The task: Could you copy out the lines from the entries below word for word, beginning at the line that contains "of the metal" and stopping after the line that contains "column 640, row 201"?

Provided entries:
******

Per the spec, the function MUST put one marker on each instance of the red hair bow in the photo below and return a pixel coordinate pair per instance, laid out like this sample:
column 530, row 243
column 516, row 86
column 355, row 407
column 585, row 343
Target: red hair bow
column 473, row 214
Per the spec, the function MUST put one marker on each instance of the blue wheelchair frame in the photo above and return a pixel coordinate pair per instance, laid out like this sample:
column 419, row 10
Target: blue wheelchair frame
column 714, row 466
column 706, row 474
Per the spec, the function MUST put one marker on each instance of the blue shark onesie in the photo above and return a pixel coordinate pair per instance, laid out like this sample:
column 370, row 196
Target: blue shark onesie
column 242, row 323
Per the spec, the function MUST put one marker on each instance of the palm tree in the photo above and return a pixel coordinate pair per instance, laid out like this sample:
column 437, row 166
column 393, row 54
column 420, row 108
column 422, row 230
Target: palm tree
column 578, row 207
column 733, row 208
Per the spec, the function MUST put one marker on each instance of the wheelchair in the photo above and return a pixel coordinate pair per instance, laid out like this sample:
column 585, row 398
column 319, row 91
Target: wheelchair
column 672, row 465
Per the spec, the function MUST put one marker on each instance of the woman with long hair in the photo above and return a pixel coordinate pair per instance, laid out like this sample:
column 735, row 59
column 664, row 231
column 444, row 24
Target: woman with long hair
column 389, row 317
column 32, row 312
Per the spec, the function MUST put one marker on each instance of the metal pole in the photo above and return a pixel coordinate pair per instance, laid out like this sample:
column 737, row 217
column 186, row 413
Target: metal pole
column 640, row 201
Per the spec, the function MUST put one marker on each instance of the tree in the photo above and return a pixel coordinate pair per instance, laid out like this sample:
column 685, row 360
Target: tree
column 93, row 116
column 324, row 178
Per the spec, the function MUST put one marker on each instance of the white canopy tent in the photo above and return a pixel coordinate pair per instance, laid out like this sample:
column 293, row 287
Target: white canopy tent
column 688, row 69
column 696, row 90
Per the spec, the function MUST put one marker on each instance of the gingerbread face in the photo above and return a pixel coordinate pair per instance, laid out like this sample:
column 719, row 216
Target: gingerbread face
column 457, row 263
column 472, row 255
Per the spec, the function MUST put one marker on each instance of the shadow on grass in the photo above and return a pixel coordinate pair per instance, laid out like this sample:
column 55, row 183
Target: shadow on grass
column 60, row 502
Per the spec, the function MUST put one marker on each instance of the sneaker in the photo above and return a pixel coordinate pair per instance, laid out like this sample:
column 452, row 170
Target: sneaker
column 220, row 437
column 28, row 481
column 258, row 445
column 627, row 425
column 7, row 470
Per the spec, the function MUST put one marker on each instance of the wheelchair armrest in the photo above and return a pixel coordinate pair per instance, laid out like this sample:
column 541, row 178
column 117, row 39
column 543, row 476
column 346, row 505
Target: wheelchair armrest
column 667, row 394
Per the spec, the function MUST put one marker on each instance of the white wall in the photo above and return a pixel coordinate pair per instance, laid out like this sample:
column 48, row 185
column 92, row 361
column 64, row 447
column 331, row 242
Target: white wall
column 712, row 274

******

Output of the task:
Per the spec, the function MUST put one marker on each instance of the metal pole in the photo above and return a pixel coordinate pair per instance, laid out like this sample:
column 737, row 217
column 186, row 413
Target: metal pole
column 640, row 201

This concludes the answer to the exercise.